Source document
= Beginning of Section =

Reaching Peak Progressivism The frightening visions of the new peak progressives will ensure the reelection of Donald Trump, as well as either the likely end of themselves—or else a collective dystopian nightmare. Victor Davis Hanson
In 2020 we have finally hit peak progressivism. The adjective “peak”—apex or summit— is often used to describe something that has reached its maximum extent but thereafter will insidiously decline—like supposed U.S. domestic oil production in 2000 when more oil was purportedly taken out of, rather than still in the ground. While the idea of peak oil in the days before fracking and horizontal drilling proved vastly premature, we likely are witnessing something like “peak progressivism” today.
By that I mean the hard-left takeover of the Democratic Party and the accompanying progressive agenda now have reached an extreme—beyond which will only result in the steady erosion of radical ideology altogether.
The French Revolution hit “peak” coerced egalitarianism with the Jacobin takeover and so-called Reign of Terror. After all, when you begin guillotining fellow travelers on charges they are counterrevolutionaries and begin worshiping a new atheist secular power “Reason,” institutionalized as Robespierre’s “Cult of the Supreme Being,” you have mostly reached the limits of political radicalism and are into the territory of the nihilistic, if not the maniacal and absurd—with a rendezvous with Napoleon on the horizon.

= End of Section =

Extracted records
= Beginning of Section =

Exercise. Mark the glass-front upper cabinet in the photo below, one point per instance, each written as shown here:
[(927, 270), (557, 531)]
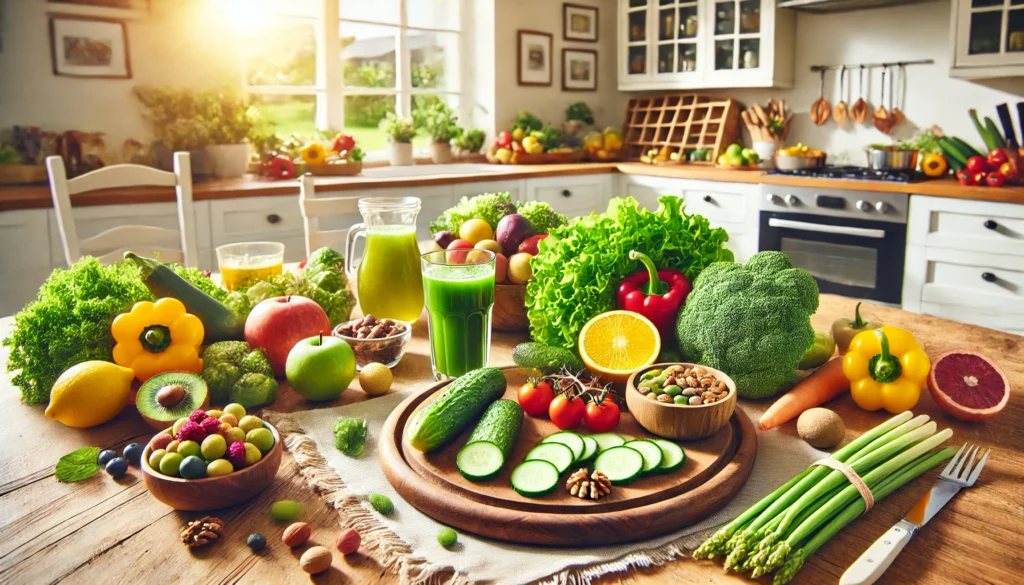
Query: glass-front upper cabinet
[(988, 38)]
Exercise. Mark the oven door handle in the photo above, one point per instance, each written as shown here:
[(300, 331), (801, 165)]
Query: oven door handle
[(825, 228)]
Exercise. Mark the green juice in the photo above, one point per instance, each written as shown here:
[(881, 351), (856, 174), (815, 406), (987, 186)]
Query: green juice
[(459, 299)]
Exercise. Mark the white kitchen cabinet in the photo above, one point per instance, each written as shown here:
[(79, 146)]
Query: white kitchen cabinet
[(986, 39), (704, 44), (965, 261)]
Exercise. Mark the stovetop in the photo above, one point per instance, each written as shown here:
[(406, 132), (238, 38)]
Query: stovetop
[(855, 173)]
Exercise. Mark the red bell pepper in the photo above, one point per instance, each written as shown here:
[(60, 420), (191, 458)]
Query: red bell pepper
[(654, 294)]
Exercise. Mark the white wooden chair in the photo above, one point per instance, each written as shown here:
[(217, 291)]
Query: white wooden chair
[(314, 208), (110, 246)]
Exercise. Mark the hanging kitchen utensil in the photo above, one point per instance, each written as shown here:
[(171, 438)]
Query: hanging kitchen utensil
[(860, 109), (820, 109), (882, 119)]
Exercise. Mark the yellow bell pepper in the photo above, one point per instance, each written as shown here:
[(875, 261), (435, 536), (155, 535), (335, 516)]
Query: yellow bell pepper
[(887, 368), (158, 337)]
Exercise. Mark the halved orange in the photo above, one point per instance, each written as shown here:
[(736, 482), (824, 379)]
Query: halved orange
[(613, 344)]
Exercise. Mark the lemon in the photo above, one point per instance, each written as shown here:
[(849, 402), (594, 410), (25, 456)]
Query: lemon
[(614, 343), (375, 379), (90, 393)]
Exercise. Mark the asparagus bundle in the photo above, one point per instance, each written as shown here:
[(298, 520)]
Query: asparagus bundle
[(792, 523)]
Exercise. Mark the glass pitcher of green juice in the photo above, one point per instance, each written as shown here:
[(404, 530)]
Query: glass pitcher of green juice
[(388, 280)]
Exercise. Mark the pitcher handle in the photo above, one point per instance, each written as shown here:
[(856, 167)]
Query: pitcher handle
[(353, 233)]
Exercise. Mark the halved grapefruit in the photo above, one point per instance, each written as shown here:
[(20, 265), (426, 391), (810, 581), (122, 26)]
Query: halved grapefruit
[(968, 386)]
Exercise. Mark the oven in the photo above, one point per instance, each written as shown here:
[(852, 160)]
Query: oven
[(853, 243)]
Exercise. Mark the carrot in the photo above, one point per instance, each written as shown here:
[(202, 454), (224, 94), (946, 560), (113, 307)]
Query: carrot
[(824, 384)]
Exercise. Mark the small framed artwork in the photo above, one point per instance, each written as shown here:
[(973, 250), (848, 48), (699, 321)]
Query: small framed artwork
[(579, 23), (534, 57), (86, 46), (579, 70)]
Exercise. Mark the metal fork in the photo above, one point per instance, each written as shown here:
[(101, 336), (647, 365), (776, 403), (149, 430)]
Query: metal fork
[(962, 471)]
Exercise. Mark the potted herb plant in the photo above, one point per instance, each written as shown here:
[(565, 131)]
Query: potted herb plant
[(400, 132)]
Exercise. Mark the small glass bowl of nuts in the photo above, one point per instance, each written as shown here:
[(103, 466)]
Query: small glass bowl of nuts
[(372, 339)]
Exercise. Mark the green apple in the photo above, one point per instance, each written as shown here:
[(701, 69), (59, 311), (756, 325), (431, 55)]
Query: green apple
[(321, 368)]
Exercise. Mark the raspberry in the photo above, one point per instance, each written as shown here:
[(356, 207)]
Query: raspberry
[(211, 426), (237, 454), (192, 431)]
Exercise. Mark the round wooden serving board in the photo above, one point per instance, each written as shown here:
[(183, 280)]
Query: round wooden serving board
[(716, 468)]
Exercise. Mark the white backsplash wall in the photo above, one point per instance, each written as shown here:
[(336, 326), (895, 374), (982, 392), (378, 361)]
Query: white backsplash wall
[(877, 35)]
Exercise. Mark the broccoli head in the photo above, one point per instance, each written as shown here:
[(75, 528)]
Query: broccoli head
[(751, 321), (237, 373)]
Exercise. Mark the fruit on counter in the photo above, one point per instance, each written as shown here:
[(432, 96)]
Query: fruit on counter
[(821, 428), (238, 373), (169, 397), (822, 385), (844, 330), (654, 294), (157, 337), (275, 325), (89, 393), (751, 321), (492, 441), (548, 359), (219, 322), (887, 368), (460, 405), (934, 165), (968, 386), (321, 368)]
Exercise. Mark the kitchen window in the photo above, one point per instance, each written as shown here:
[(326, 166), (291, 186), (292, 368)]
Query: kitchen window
[(342, 65)]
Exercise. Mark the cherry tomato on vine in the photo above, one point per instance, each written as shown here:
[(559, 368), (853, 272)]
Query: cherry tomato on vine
[(602, 416), (536, 398), (566, 413)]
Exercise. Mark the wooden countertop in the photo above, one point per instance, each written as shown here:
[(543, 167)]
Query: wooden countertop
[(102, 530), (37, 197)]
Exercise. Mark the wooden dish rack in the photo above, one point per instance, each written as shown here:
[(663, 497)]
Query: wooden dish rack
[(680, 123)]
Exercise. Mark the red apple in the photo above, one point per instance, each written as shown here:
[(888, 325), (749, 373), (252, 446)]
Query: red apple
[(275, 325)]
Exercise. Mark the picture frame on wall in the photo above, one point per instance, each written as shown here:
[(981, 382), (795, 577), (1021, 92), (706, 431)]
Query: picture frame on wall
[(534, 60), (89, 46), (579, 23), (579, 70)]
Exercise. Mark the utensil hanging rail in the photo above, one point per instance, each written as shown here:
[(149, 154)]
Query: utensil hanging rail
[(819, 68)]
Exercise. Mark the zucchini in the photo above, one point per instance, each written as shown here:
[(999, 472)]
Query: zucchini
[(492, 441), (219, 323), (460, 405)]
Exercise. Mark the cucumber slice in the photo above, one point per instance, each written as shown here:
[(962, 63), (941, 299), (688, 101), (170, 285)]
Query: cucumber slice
[(480, 461), (607, 441), (621, 464), (535, 478), (555, 453), (651, 454), (673, 456), (570, 440), (590, 448)]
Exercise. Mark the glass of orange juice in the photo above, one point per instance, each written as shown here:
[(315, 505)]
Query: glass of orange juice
[(242, 264)]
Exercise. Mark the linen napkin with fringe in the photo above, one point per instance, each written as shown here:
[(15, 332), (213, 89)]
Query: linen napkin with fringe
[(406, 542)]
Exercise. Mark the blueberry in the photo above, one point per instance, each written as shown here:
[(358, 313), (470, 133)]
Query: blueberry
[(117, 467), (133, 453), (256, 541), (105, 456)]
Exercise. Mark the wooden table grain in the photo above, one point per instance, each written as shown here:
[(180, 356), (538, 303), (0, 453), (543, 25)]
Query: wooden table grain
[(107, 531)]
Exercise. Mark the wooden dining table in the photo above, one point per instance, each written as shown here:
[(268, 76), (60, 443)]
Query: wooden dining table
[(112, 531)]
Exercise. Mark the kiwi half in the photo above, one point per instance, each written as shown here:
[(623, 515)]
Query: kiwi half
[(168, 397)]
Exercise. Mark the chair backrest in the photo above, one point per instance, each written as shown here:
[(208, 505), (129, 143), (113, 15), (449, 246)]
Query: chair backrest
[(110, 246), (313, 208)]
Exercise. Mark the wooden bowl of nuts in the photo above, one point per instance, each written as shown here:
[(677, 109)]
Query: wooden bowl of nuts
[(375, 340), (681, 401)]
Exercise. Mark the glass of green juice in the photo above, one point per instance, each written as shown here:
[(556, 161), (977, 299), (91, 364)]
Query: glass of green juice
[(459, 292)]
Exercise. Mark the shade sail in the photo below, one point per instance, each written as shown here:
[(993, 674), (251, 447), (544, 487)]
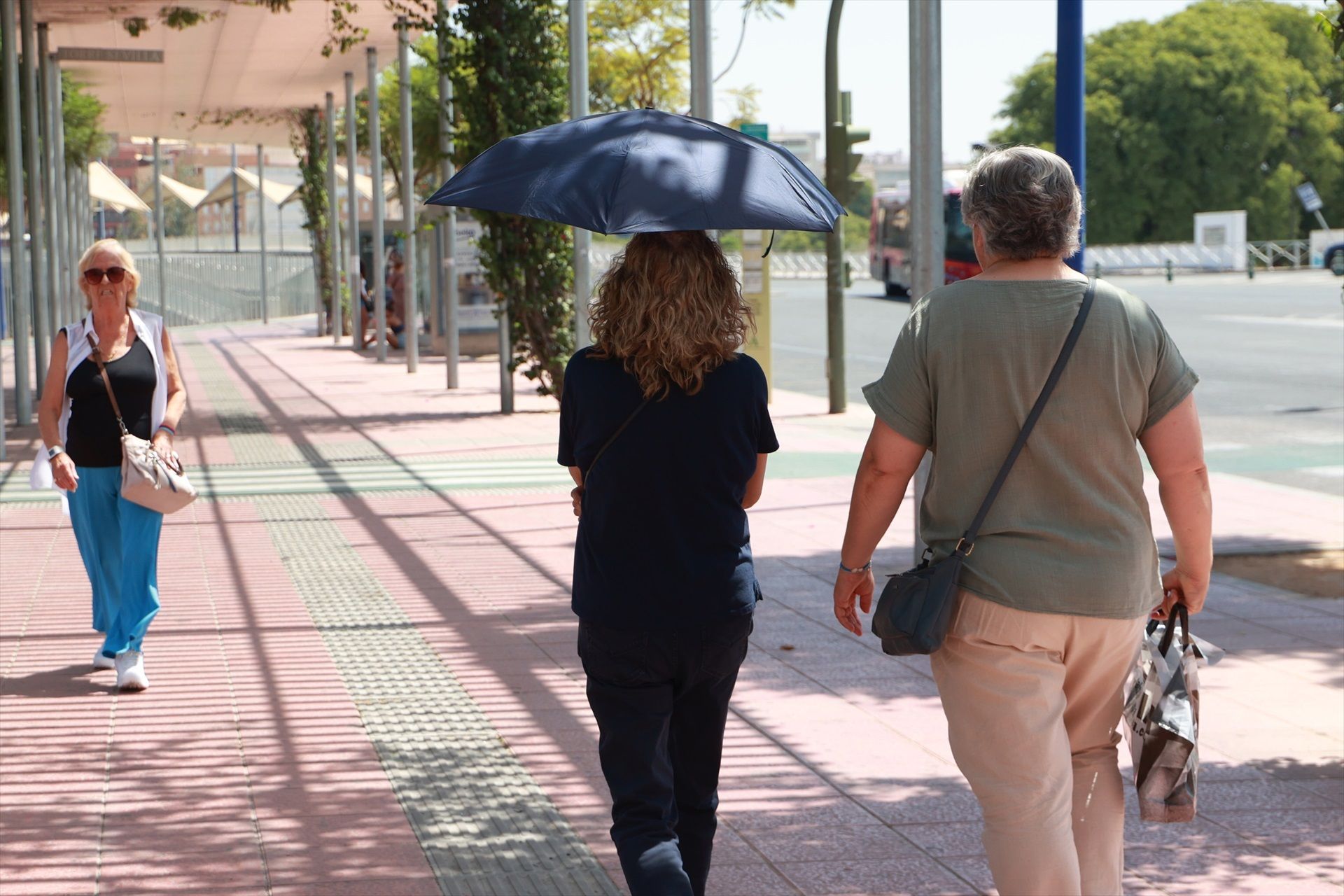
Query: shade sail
[(235, 77), (106, 187), (187, 194), (273, 190)]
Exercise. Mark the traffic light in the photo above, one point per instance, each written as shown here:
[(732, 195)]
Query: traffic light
[(846, 137)]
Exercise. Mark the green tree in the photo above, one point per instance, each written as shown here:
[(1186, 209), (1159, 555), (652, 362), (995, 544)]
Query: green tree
[(85, 137), (1224, 105), (526, 261)]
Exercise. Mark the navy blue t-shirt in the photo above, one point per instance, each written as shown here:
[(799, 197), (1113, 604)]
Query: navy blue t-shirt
[(663, 542)]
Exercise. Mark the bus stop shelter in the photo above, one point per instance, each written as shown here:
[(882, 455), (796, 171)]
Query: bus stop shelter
[(237, 76)]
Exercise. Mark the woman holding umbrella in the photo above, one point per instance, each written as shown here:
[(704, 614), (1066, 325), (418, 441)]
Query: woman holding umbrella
[(666, 430), (663, 578)]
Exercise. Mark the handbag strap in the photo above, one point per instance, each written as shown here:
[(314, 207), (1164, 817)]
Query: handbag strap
[(968, 540), (613, 437), (106, 381)]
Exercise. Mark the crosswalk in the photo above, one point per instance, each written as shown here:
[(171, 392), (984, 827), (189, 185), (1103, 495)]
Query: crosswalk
[(353, 477)]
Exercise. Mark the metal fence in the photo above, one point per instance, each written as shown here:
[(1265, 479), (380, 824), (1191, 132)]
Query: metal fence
[(1281, 253), (216, 288)]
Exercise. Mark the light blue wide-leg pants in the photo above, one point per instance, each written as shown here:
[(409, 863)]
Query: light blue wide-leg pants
[(118, 543)]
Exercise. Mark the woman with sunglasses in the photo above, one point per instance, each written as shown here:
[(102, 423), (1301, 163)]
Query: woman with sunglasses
[(118, 540)]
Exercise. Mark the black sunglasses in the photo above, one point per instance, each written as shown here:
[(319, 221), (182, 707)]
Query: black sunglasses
[(115, 274)]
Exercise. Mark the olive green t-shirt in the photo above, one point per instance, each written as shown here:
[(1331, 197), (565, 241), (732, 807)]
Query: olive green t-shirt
[(1070, 531)]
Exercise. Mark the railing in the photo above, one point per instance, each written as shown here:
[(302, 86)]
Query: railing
[(216, 288), (1281, 253)]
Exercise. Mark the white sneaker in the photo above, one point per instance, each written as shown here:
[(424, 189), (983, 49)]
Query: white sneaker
[(131, 671)]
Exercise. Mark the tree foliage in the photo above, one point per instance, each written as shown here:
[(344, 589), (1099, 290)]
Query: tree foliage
[(1221, 106), (507, 45)]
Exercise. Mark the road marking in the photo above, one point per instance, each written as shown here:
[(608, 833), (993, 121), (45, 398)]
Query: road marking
[(1328, 323)]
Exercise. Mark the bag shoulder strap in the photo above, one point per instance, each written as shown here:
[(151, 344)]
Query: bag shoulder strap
[(106, 381), (613, 437), (968, 540)]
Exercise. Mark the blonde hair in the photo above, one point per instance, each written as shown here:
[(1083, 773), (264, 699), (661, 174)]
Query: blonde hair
[(122, 255), (671, 311)]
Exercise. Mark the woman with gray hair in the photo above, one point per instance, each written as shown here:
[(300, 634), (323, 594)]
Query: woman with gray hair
[(1065, 570)]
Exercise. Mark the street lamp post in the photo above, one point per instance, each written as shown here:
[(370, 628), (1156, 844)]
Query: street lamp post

= End of Section =

Check your understanding
A: Summarize the peak progressivism essay in two sentences.
B: Does the peak progressivism essay agree with each statement below? Answer yes or no for each and quote the words of the essay that decide it.
(i) The idea of peak oil before fracking turned out to be premature.
(ii) The French Revolution reached peak coerced egalitarianism with a Girondin takeover.
(iii) The new peak progressives will ensure the defeat of Donald Trump.
C: Quote the peak progressivism essay starting with "By that I mean" and going on through "on the horizon.".

Problem solutions
A: The essay holds that 2020 marks peak progressivism: the hard-left takeover of the Democratic Party and its progressive agenda have reached an extreme beyond which radical ideology will steadily erode. It compares this to the French Revolution, which hit "peak" coerced egalitarianism with the Jacobin takeover and the Reign of Terror.

B:
(i) Yes: "the idea of peak oil in the days before fracking and horizontal drilling proved vastly premature"
(ii) No: "The French Revolution hit “peak” coerced egalitarianism with the Jacobin takeover and so-called Reign of Terror."
(iii) No: "will ensure the reelection of Donald Trump"

C:
By that I mean the hard-left takeover of the Democratic Party and the accompanying progressive agenda now have reached an extreme—beyond which will only result in the steady erosion of radical ideology altogether.
The French Revolution hit “peak” coerced egalitarianism with the Jacobin takeover and so-called Reign of Terror. After all, when you begin guillotining fellow travelers on charges they are counterrevolutionaries and begin worshiping a new atheist secular power “Reason,” institutionalized as Robespierre’s “Cult of the Supreme Being,” you have mostly reached the limits of political radicalism and are into the territory of the nihilistic, if not the maniacal and absurd—with a rendezvous with Napoleon on the horizon.